DATA SUPPLIED:
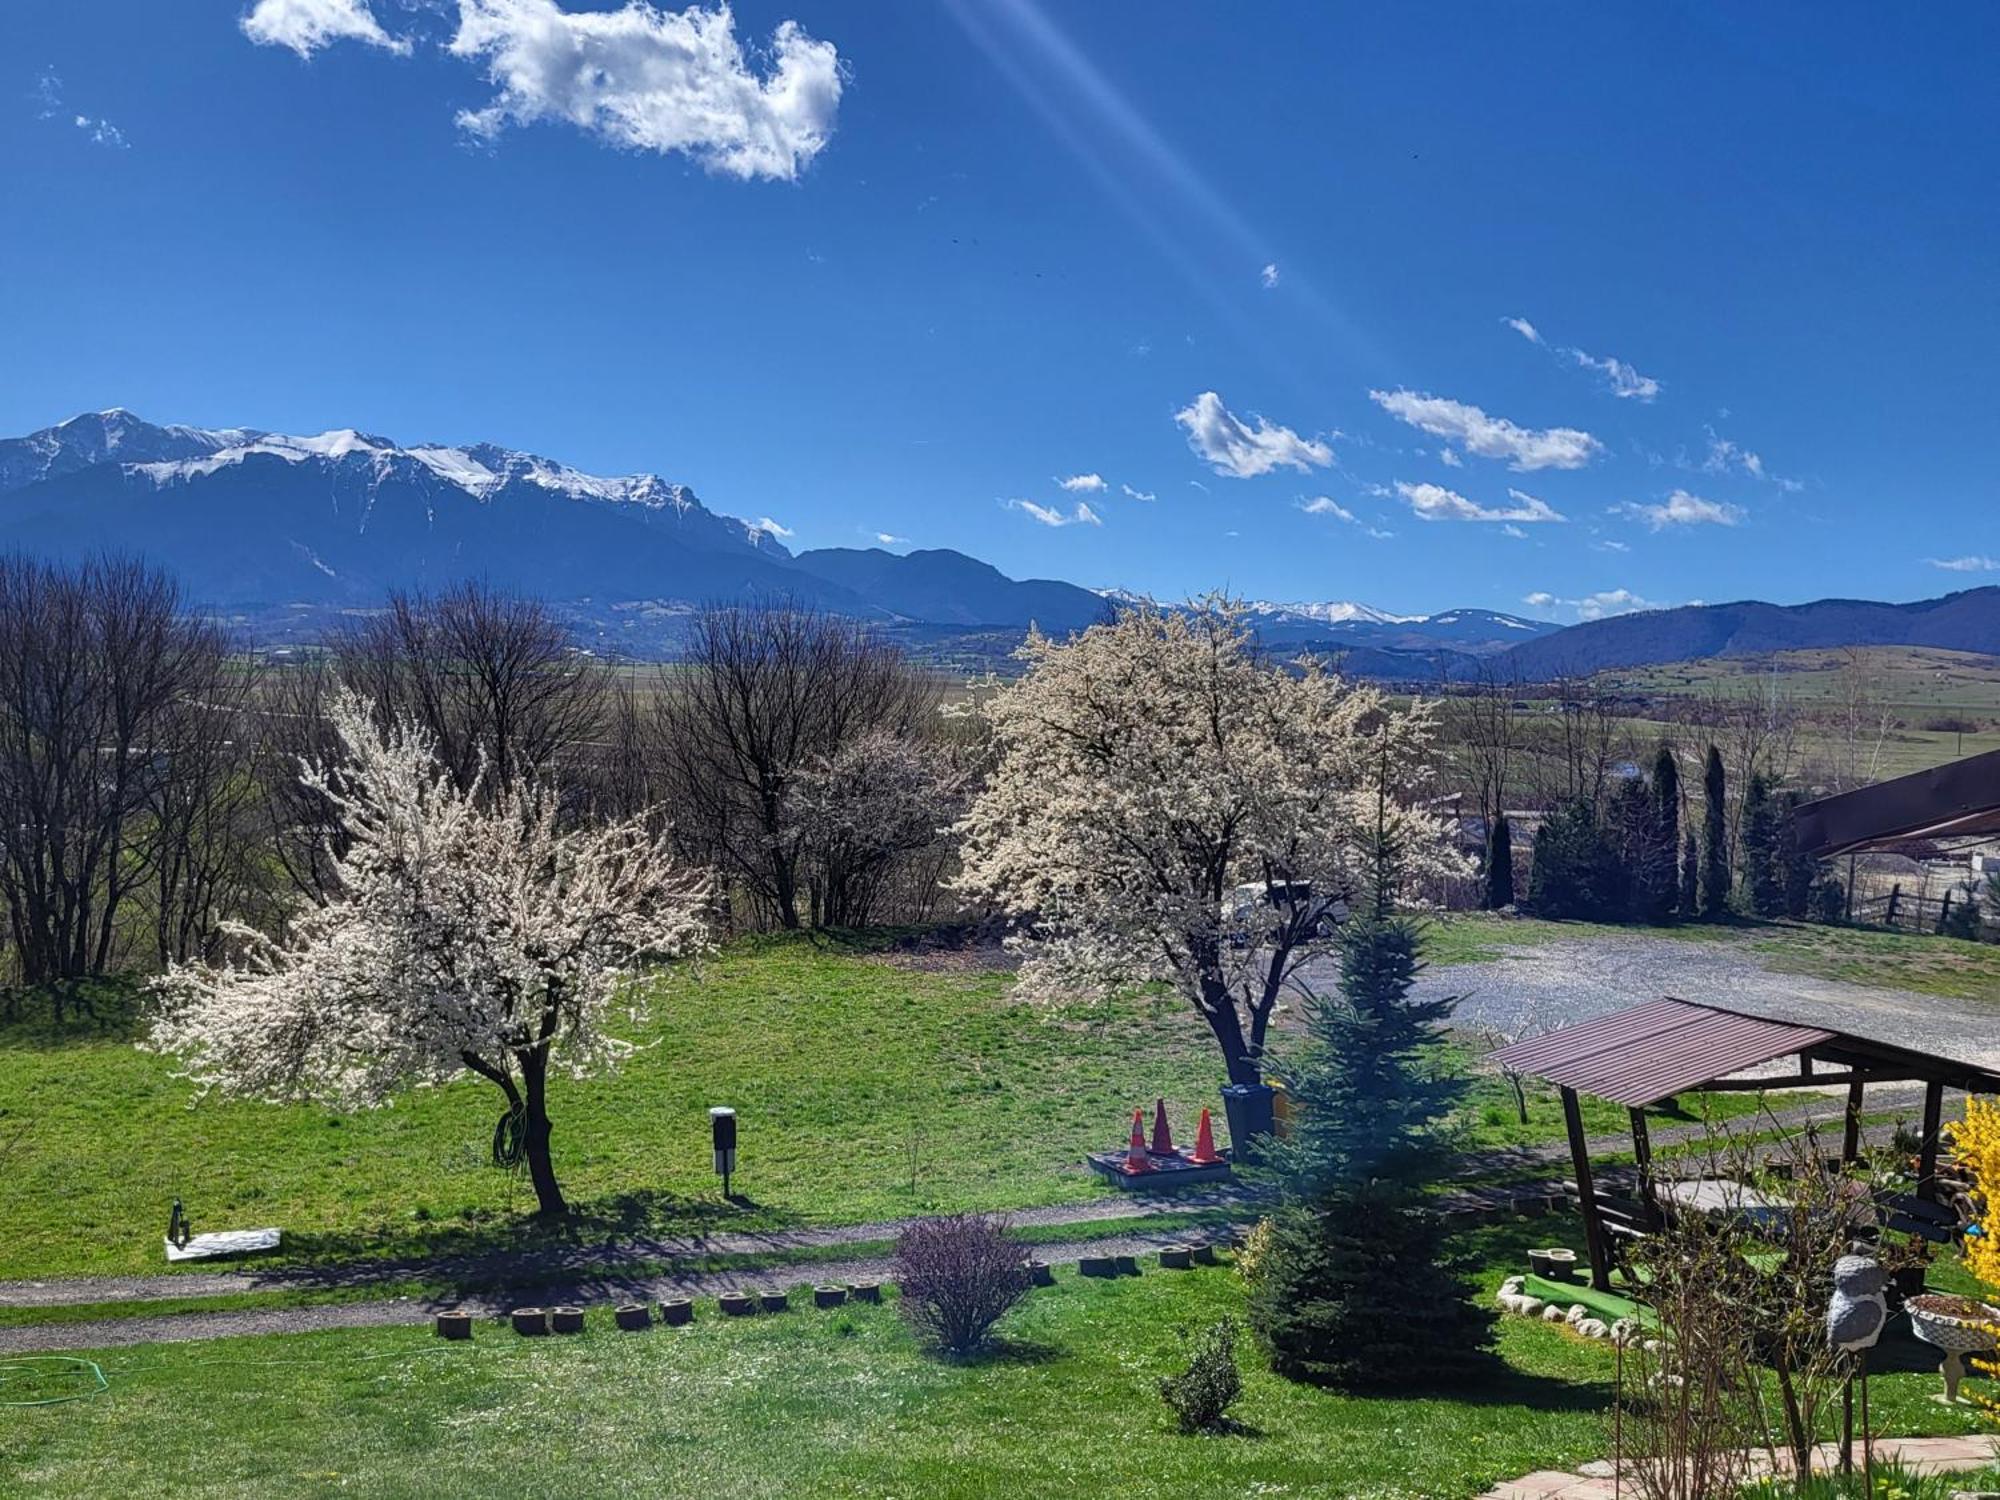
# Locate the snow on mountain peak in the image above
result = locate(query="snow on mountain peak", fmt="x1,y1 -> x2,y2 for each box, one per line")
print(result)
1243,599 -> 1425,626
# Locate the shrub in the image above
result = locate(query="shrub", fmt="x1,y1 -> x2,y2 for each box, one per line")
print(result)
1158,1318 -> 1244,1434
892,1212 -> 1031,1356
1235,1217 -> 1276,1287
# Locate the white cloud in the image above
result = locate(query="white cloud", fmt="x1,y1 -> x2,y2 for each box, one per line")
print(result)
242,0 -> 412,56
751,515 -> 793,538
1006,499 -> 1101,528
34,69 -> 129,148
1612,489 -> 1744,530
1524,587 -> 1661,622
1369,389 -> 1601,471
1174,391 -> 1332,479
1500,524 -> 1527,539
1057,472 -> 1107,493
1504,315 -> 1660,400
1395,481 -> 1566,525
74,114 -> 128,149
448,1 -> 842,182
1929,555 -> 2000,573
874,531 -> 909,546
1570,349 -> 1659,401
1120,483 -> 1156,502
1260,262 -> 1280,290
1700,430 -> 1801,491
1438,447 -> 1462,468
1297,496 -> 1356,521
1594,538 -> 1631,553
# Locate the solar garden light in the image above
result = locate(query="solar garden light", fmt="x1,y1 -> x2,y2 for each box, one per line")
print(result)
710,1106 -> 737,1199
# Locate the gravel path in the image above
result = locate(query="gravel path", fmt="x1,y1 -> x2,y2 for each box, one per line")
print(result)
0,1224 -> 1220,1355
1408,932 -> 2000,1068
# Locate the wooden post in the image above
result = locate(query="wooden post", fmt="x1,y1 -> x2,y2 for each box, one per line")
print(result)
1842,1078 -> 1865,1164
1629,1108 -> 1656,1222
1918,1079 -> 1945,1202
1563,1086 -> 1611,1291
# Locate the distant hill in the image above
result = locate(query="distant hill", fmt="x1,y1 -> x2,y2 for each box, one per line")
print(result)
1496,589 -> 2000,679
790,547 -> 1109,633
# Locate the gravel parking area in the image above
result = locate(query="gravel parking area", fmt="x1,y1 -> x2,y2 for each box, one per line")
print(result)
1407,933 -> 2000,1069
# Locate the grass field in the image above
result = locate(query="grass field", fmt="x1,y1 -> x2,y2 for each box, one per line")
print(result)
1602,646 -> 2000,780
0,936 -> 1228,1280
0,926 -> 1799,1284
0,1223 -> 1985,1500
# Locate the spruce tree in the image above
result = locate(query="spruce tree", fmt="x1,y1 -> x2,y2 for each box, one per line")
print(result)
1653,744 -> 1682,916
1484,812 -> 1514,910
1250,799 -> 1496,1391
1700,745 -> 1730,919
1740,772 -> 1785,917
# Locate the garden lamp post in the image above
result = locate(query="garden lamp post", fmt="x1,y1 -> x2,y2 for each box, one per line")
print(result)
710,1107 -> 737,1199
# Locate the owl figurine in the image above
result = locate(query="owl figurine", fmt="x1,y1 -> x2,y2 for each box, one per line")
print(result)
1826,1254 -> 1888,1353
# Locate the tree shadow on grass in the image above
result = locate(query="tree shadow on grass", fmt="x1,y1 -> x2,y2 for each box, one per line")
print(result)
0,980 -> 150,1050
266,1187 -> 812,1294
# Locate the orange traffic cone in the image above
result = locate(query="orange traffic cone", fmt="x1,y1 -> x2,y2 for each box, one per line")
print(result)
1150,1097 -> 1174,1156
1188,1107 -> 1223,1164
1125,1108 -> 1153,1173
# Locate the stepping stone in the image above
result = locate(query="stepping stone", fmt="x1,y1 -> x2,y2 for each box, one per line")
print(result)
164,1228 -> 281,1263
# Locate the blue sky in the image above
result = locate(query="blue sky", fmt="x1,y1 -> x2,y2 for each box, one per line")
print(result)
3,2 -> 1997,620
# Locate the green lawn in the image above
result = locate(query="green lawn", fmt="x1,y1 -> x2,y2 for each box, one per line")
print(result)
0,926 -> 1874,1284
2,1223 -> 1987,1500
0,936 -> 1223,1281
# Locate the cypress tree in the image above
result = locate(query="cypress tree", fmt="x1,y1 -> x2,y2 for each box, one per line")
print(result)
1681,828 -> 1700,916
1250,794 -> 1496,1391
1700,745 -> 1730,919
1484,812 -> 1514,910
1653,744 -> 1682,916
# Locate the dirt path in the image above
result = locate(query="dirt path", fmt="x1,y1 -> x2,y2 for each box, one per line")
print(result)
0,1185 -> 1260,1310
0,1223 -> 1218,1354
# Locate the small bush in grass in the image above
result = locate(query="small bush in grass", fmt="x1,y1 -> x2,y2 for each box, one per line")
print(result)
1235,1217 -> 1275,1287
1159,1318 -> 1244,1434
892,1212 -> 1031,1356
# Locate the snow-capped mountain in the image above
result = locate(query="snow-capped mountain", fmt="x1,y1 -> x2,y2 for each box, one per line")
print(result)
1092,589 -> 1557,656
0,411 -> 1107,646
0,410 -> 1556,663
1242,599 -> 1424,627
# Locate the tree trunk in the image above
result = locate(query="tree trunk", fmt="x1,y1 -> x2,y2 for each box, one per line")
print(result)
1197,981 -> 1259,1085
519,1048 -> 568,1218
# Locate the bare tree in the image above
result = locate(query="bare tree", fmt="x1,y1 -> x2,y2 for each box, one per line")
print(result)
0,556 -> 223,991
655,601 -> 942,930
256,651 -> 350,906
331,582 -> 607,794
136,656 -> 279,967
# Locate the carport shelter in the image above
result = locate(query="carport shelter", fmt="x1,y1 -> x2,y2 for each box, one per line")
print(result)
1489,997 -> 2000,1290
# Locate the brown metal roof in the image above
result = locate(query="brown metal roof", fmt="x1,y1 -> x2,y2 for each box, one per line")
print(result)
1489,997 -> 1838,1107
1792,745 -> 2000,859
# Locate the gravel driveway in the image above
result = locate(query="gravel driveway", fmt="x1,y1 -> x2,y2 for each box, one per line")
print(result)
1404,933 -> 2000,1069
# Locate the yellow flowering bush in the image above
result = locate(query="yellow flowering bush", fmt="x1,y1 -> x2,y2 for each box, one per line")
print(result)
1948,1096 -> 2000,1421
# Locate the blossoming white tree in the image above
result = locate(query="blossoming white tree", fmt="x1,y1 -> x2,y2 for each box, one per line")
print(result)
149,693 -> 711,1218
955,600 -> 1463,1086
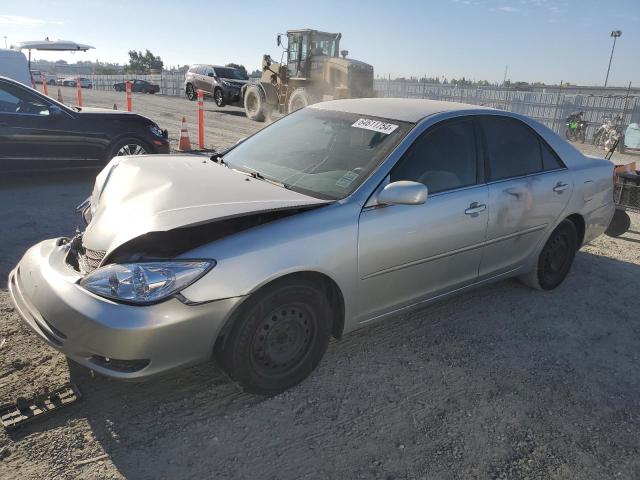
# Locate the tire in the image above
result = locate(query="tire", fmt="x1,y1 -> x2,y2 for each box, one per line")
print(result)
287,87 -> 314,113
592,132 -> 602,146
141,87 -> 147,94
185,83 -> 197,101
214,88 -> 225,107
244,84 -> 267,122
519,219 -> 578,291
564,128 -> 573,141
216,278 -> 333,395
106,137 -> 151,161
605,209 -> 631,237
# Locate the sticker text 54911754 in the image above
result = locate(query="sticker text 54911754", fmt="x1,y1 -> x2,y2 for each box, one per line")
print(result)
352,118 -> 399,135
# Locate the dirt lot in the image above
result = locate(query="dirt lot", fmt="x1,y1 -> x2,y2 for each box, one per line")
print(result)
1,90 -> 640,480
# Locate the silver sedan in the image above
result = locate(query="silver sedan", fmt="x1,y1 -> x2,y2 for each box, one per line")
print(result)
9,98 -> 615,394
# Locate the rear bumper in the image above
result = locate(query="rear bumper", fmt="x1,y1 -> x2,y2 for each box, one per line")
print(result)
8,239 -> 242,379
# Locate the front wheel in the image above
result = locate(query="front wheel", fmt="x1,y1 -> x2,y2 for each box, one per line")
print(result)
214,88 -> 225,107
519,219 -> 578,290
106,138 -> 151,161
244,84 -> 268,122
564,128 -> 575,142
216,279 -> 332,395
185,83 -> 197,101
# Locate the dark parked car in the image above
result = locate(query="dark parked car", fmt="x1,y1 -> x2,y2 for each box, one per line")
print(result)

WHAT TO PRODUCE: In the copy, include every record exactly and no pictures at all.

SOLUTION TO THIS EXERCISE:
# Locate the snow on mountain peak in the image above
result = locate(query="snow on mountain peak", fmt="x1,y1 -> x2,y2 for each box, one per line")
print(result)
1243,599 -> 1425,626
# Locate the shrub in the image above
result = locate(query="shrub", fmt="x1,y1 -> x2,y2 for each box, one per line")
print(result)
1158,1318 -> 1244,1434
892,1212 -> 1031,1356
1235,1217 -> 1276,1287
# Locate the white cloud in the image above
result = locate(query="white cloud", fmt="x1,y1 -> x2,y2 for each box, one per line")
print(result)
242,0 -> 412,56
751,515 -> 793,538
1006,499 -> 1101,528
34,69 -> 129,148
1612,489 -> 1744,530
1524,587 -> 1661,622
1369,389 -> 1601,471
1174,391 -> 1332,479
1500,524 -> 1527,539
1057,472 -> 1107,493
1504,315 -> 1660,400
1395,481 -> 1566,525
74,114 -> 128,149
448,1 -> 842,182
1929,555 -> 2000,573
874,531 -> 909,546
1570,349 -> 1659,401
1120,483 -> 1156,502
1260,262 -> 1280,290
1700,430 -> 1801,491
1438,447 -> 1462,468
1297,496 -> 1356,521
1594,538 -> 1631,553
# Locate the solar garden light in the image above
result = locate(query="solar garden light", fmt="x1,y1 -> x2,y2 for each box, one per line")
print(result)
710,1106 -> 737,1199
# Locate the gravel path in the image above
result = locate(query="gravel path", fmt="x1,y1 -> x2,y2 for each box, one per line")
print(result)
0,1224 -> 1220,1355
1408,932 -> 2000,1068
# Locate the wooden post in the image above
result = locate(query="wooden post", fmt="x1,y1 -> x2,y2 for each box, one per line")
print(result)
1842,1078 -> 1865,1164
1629,1108 -> 1656,1222
1918,1079 -> 1945,1202
1563,1086 -> 1611,1291
# Locate the distant hill in the image above
result = locate(query="distant hill", fmt="x1,y1 -> x2,y2 for each box, one per line")
print(result)
1496,589 -> 2000,679
790,547 -> 1109,633
# Locate the gravel parking area in the image above
result = locate(query="gravel parking area", fmt="x1,y1 -> x2,y2 for each box, one per line")
print(result)
1407,933 -> 2000,1069
# Locate the grass field in the image above
result = locate(query="grass field", fmt="x1,y1 -> x2,y2 for each box, one per line")
print(result)
1602,646 -> 2000,780
0,936 -> 1228,1280
0,926 -> 1799,1284
0,1223 -> 1985,1500
# Locate the spruce tree in the image above
result = locate(query="spruce tree", fmt="x1,y1 -> x2,y2 for each box, one per line")
print(result)
1653,744 -> 1682,916
1484,812 -> 1514,910
1250,799 -> 1496,1391
1700,745 -> 1730,919
1740,772 -> 1785,917
# Locate the garden lamp post in the image above
result = locate(query="garden lamp post", fmt="x1,y1 -> x2,y2 for each box, one per line")
print(result)
710,1107 -> 737,1199
# Locate the owl figurine in the image above
result = locate(query="owl figurine", fmt="x1,y1 -> x2,y2 for each box, one per line")
print(result)
1826,1254 -> 1888,1353
# Locate the tree shadow on grass in the image above
result = locate(query="tree shadow on grass", fmt="x1,y1 -> x2,y2 for each box, one per line")
print(result)
0,980 -> 150,1050
266,1187 -> 812,1294
# Locate the orange traffic cone in the image above
result = locate(query="orange traffic cone", fmt="x1,y1 -> x2,y2 for each box, one per line")
print(result)
1150,1097 -> 1174,1156
1188,1107 -> 1223,1164
1125,1108 -> 1153,1173
# Locate the stepping stone in the image above
result = locate(query="stepping stone", fmt="x1,y1 -> x2,y2 for each box, one per line")
print(result)
164,1228 -> 281,1263
# Locate the blue sky in the image above
result = locate(query="blue sky", fmt="x1,y1 -> x2,y2 for each box, one per line")
print(result)
3,2 -> 1997,620
# Locate the green lawn in the image above
result = locate(query="green lawn", fmt="x1,y1 -> x2,y2 for each box, one per line")
print(result)
0,926 -> 1874,1284
2,1223 -> 1987,1500
0,936 -> 1223,1281
# Locate the cypress tree in the image above
result = locate(query="cypress tree", fmt="x1,y1 -> x2,y2 for each box, one per line")
print(result)
1681,828 -> 1700,916
1250,794 -> 1496,1391
1700,745 -> 1730,919
1484,812 -> 1514,910
1653,744 -> 1682,916
# Locate the dirt path in the image above
result = locate(query="dirt path", fmt="x1,y1 -> x2,y2 for each box, one per line")
print(result)
0,1185 -> 1260,1310
0,1223 -> 1218,1354
# Locate the small bush in grass in the image above
result = locate(query="small bush in grass", fmt="x1,y1 -> x2,y2 for each box, one per line")
print(result)
1235,1217 -> 1275,1287
1159,1318 -> 1244,1434
892,1212 -> 1031,1356
# Locate the snow-capped mountain in the image above
result = locate(query="snow-capped mountain", fmt="x1,y1 -> x2,y2 for each box, one per line")
print(result)
1092,589 -> 1557,656
0,411 -> 1107,646
0,410 -> 1556,663
1242,599 -> 1424,627
# Locate the tree trunk in the image above
result = locate(query="tree trunk", fmt="x1,y1 -> x2,y2 for each box, one per line")
print(result)
1197,981 -> 1259,1085
519,1048 -> 568,1218
# Locate the bare tree in the image above
result = locate(query="bare tree", fmt="x1,y1 -> x2,y2 for each box, one per line")
print(result)
0,556 -> 223,991
655,601 -> 942,930
256,651 -> 350,906
331,582 -> 607,794
136,656 -> 279,967
# Locate the carport shelter in the image above
result = locate(query="carport shelter", fmt="x1,y1 -> x2,y2 for each box, one per line")
print(result)
1489,997 -> 2000,1290
# Locate the brown metal roof in the image above
result = locate(query="brown metal roof", fmt="x1,y1 -> x2,y2 for each box, one per line")
print(result)
1489,997 -> 1838,1107
1792,745 -> 2000,859
# Locate the gravel driveway in the image above
result = locate(query="gravel driveway", fmt="x1,y1 -> x2,y2 for each box, one per line")
print(result)
1404,933 -> 2000,1069
# Locate the yellow flowering bush in the image above
result = locate(query="yellow flowering bush", fmt="x1,y1 -> x2,y2 for each box, one per line")
print(result)
1948,1096 -> 2000,1421
# Locate the blossoming white tree in the image above
result = locate(query="blossoming white tree", fmt="x1,y1 -> x2,y2 for each box, one per line")
print(result)
149,693 -> 711,1218
955,600 -> 1463,1086
# Locate the tire in the image above
result = locate(query="tire", fmt="x1,y1 -> x2,y2 for each box, one per line")
print(result)
287,87 -> 314,113
592,132 -> 602,146
141,87 -> 147,94
185,83 -> 197,101
214,88 -> 225,107
244,84 -> 267,122
519,219 -> 578,291
564,128 -> 573,141
216,278 -> 333,395
106,137 -> 151,161
605,209 -> 631,237
# Locate the sticker text 54911754 in the image above
result = locate(query="sticker text 54911754", fmt="x1,y1 -> x2,y2 for each box, one per line")
print(result)
352,118 -> 399,135
# Locate the dirt lot in the image above
result = locate(query="dirt lot", fmt="x1,y1 -> x2,y2 for each box, one per line")
print(result)
1,90 -> 640,480
# Locate the silver sedan in the image above
result = locate(query="silver sedan", fmt="x1,y1 -> x2,y2 for each box, one per line")
print(result)
9,98 -> 615,394
# Locate the rear bumper in the image above
result = locate(query="rear bumper", fmt="x1,y1 -> x2,y2 for each box, one per line")
print(result)
8,239 -> 242,379
# Locate the front wheel in the image above
result = locate(query="front wheel", fmt="x1,y1 -> x2,y2 for each box, one per line")
print(result)
214,88 -> 225,107
519,219 -> 578,290
106,138 -> 151,161
244,84 -> 268,122
564,128 -> 575,142
216,279 -> 332,395
185,83 -> 197,101
# Locate the dark parked car in the image above
result = locate(query="dark parked car", fmt="x1,y1 -> x2,y2 for each box, one per line")
print(result)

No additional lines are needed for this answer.